>> BEGIN The data

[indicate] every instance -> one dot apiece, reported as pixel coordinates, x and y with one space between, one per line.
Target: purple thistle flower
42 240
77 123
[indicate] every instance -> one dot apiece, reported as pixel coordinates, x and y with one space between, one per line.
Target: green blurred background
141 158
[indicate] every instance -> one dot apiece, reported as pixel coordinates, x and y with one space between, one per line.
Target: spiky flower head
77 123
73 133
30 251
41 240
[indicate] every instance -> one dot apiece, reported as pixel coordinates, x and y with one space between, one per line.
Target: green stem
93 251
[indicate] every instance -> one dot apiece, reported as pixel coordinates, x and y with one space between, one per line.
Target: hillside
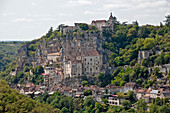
8 53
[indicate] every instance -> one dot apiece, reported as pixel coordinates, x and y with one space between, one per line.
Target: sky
26 20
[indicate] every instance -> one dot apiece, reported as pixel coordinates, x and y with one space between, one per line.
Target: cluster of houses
77 56
109 92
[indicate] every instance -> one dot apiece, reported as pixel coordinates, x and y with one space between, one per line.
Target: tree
38 70
149 43
145 62
141 105
84 83
88 101
133 62
132 33
153 108
126 104
64 110
84 26
164 109
26 69
167 21
87 92
131 95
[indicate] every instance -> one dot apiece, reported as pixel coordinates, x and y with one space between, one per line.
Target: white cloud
22 20
79 2
88 12
48 19
65 14
33 4
4 14
115 6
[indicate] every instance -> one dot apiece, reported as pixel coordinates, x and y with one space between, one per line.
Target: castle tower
111 21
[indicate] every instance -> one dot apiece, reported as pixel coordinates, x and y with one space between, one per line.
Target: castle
71 55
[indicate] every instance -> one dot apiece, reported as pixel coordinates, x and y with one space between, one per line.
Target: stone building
103 24
89 63
146 54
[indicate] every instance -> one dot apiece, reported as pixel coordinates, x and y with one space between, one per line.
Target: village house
140 93
111 89
115 100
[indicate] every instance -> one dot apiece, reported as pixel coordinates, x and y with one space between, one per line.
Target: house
154 93
112 89
89 63
67 29
115 100
130 86
165 94
140 93
103 24
53 56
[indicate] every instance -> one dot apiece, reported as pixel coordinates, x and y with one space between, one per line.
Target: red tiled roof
111 86
51 54
43 74
130 84
98 21
92 52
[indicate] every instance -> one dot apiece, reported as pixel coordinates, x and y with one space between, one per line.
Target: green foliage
141 105
87 92
88 101
153 108
104 79
84 26
8 53
164 109
126 104
84 83
38 70
149 43
12 101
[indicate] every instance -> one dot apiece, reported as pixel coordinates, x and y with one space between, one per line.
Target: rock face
70 47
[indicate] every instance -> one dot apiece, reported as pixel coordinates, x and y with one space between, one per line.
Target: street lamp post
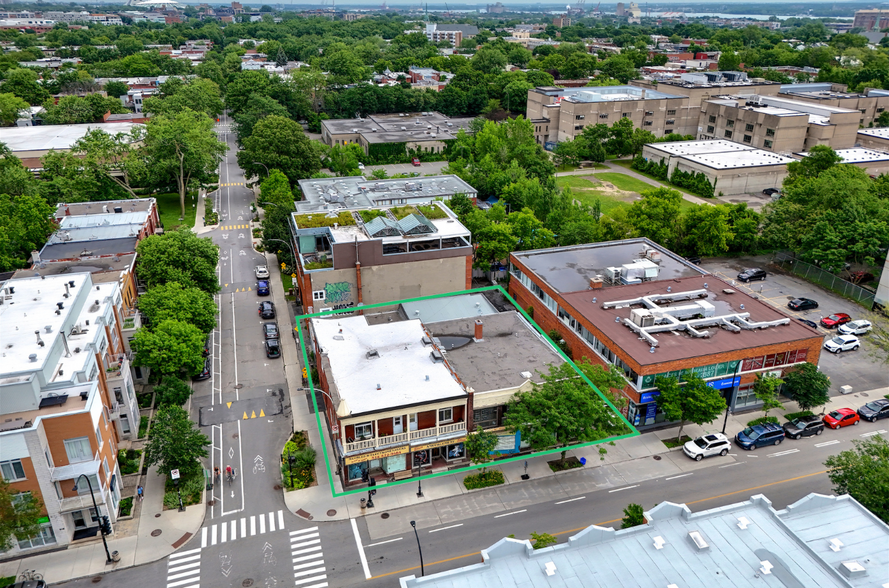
419 548
96 508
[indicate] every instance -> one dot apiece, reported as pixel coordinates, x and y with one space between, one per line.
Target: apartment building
66 400
644 309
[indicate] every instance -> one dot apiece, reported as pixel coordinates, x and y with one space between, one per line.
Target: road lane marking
572 499
360 550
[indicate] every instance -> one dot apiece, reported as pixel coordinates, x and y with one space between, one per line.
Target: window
78 449
12 470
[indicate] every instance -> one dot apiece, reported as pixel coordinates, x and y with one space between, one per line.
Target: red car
835 320
842 417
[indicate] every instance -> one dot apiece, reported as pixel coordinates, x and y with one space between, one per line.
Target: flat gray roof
570 269
715 548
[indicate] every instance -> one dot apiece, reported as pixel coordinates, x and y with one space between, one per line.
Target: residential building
66 400
347 258
644 309
825 541
732 168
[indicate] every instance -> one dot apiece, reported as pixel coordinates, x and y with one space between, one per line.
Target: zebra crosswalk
238 529
308 560
184 569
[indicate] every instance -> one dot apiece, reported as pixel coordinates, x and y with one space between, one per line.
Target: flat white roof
401 364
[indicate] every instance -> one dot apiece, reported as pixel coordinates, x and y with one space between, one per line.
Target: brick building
646 310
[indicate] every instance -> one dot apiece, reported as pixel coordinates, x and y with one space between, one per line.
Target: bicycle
30 575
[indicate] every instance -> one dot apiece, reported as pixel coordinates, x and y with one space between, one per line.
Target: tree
561 409
175 443
279 143
170 348
694 402
479 446
765 388
11 107
179 256
863 473
172 301
807 386
182 147
633 516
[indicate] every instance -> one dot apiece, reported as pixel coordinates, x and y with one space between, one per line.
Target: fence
824 278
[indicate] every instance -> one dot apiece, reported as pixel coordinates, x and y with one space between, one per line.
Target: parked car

>> END The data

Written task ▸
Reproduce all of the data exactly; the pictures do not belong in the copy.

Written answer ▸
[indicate] every instance -> one dot apiece, reported as pixel coordinates, x and y with one space between, one per line.
Target: purple thistle flower
42 240
77 123
[indicate] every instance -> one dot apiece, reported as pixel coordinates, x and y with one space between, one per line.
Target: green blurred background
141 158
[indicate] every instance -> one dot apiece, reported as pixel coordinates, x and y with one space between, one per line.
Target: spiky flower head
77 123
73 133
30 251
41 240
[indicate] every instance -> one dot apiece, reported as pixel coordinates, x and y with one space between, one per line.
Target: green stem
93 251
[indicate] every instance -> one dot apiece, reported as pixel coordinates, x and y with one space between, one per line.
Target: hillside
8 53
[indicate] every instance -> one dot apiece, reported as pixel coordinates, x and y with one space between, one per line.
Target: sky
26 20
[indicate] every instance -> one dot apiece, reported as pixel coordinates, x and y with one space between, one per line.
Target: cluster of houses
77 56
109 92
[indicate] every instance -> one dot apiece, reported as pixel coordinates, x and y with one space between, one per line.
Target: tree
38 70
149 43
145 62
141 105
84 83
88 101
133 62
132 33
153 108
126 104
64 110
84 26
164 109
26 69
167 21
87 92
131 95
[indicate] every instance -> one dot apiece, reported as pixel coordinates, x and y with one space between, one per line.
Target: white cloud
22 20
79 2
88 12
48 19
65 14
33 4
4 14
115 6
[indicate] every instance -> one dot apiece, reported as pixel coordinates, x and y with one space between, one per line.
Target: castle tower
111 21
[indicate] every instance -> one dot apiece, reported as pixel coordinates, x and y with one space between, one per line.
Target: castle
71 55
[indicate] every instance -> one dot apiece, reported as pixel coordinates, x and y with one space between, one per line.
Target: stone building
103 24
89 63
146 54
[indicate] every instance -> one dot apiece, reported as pixel coordinates, x and y with one space between, one per line.
Target: village house
140 93
111 89
115 100
[indicate] every instance -> one dot apiece, reported as pixel coordinates, x and y with one space between, one per line.
Target: house
154 93
112 89
89 63
67 29
115 100
130 86
165 94
140 93
103 24
53 56
[indicate] every instance -> one dot apiece, reported as pixel coordinates, x and y with one space between, one per line.
Target: red tiled roof
111 86
51 54
43 74
130 84
98 21
92 52
[indicate] every instance -> one dot apiece, reported as pixel coordinates, x and y with one space between, one per line.
Target: green foliage
141 105
87 92
88 101
153 108
104 79
84 26
8 53
164 109
126 104
84 83
38 70
149 43
12 101
[indicate] every instance -> one dot apiece, reported as pixel coordinates, x and y with one space between, one per line.
Target: rock face
70 47
[indicate] every instance -> one dot apiece, reported as pixel coordinates, x and y with one space between, one per line.
Target: street lamp post
419 548
96 508
[indicate] every instance -> one dot apiece, reported as pixel coordinates, x and y with one space between, one per line.
Target: apartment building
66 400
644 309
[indicate] every instance -> one dot apiece, reported as pixel coordinates, x and y with one space between, one per line.
Target: road lane marking
572 499
360 550
[indicate] every instance -> one dot apiece, reported as pixel coordinates, x and y with one space between, one per line.
Target: window
78 449
12 470
[indicate] every instance -> one dot apiece, reported as pixel coordinates, x and y with one space between, one per line.
Target: red car
835 320
842 417
[indicate] every instance -> one dot apiece, reported as pixel coordinates, x and y with one space between, one per line.
Target: flat gray roof
570 269
715 548
[indicate] every instance -> one dot apiece, reported as pixel coordinates, x and y with one space between, one per line.
Target: residential building
66 400
347 258
644 309
825 541
732 168
[indicate] every instance -> one dot apiece, reported as pixel coordinates, x and y with one space between, one per line.
Target: zebra crosswalk
238 529
308 560
184 569
[indicate] every instance -> one dot apiece, reported as pixel coordinates, x and y with one space between, one per line.
Target: flat white roof
401 364
[indicate] every instance -> one dot apiece, reported as pixel coordinates, x and y with one space between, one per line.
Target: brick building
646 310
[indicate] every instance -> one dot apiece, reported as pixel coordinates, x and y with one space between, one per line.
Target: bicycle
30 575
[indicate] every instance -> one dot apiece, reported as pixel coordinates, x and y with one space between, one per line.
Target: tree
561 409
175 443
279 143
170 348
694 402
479 446
765 388
11 107
179 256
863 473
172 301
807 386
182 147
633 516
[indicate] every instance -> one dot apiece, reported as pixel coordinates, x and y with one space between, one per line.
Target: fence
824 278
[indicate] every instance -> one dot apiece, reported as pixel coordinates, x and y with one space between, one per line.
Target: parked car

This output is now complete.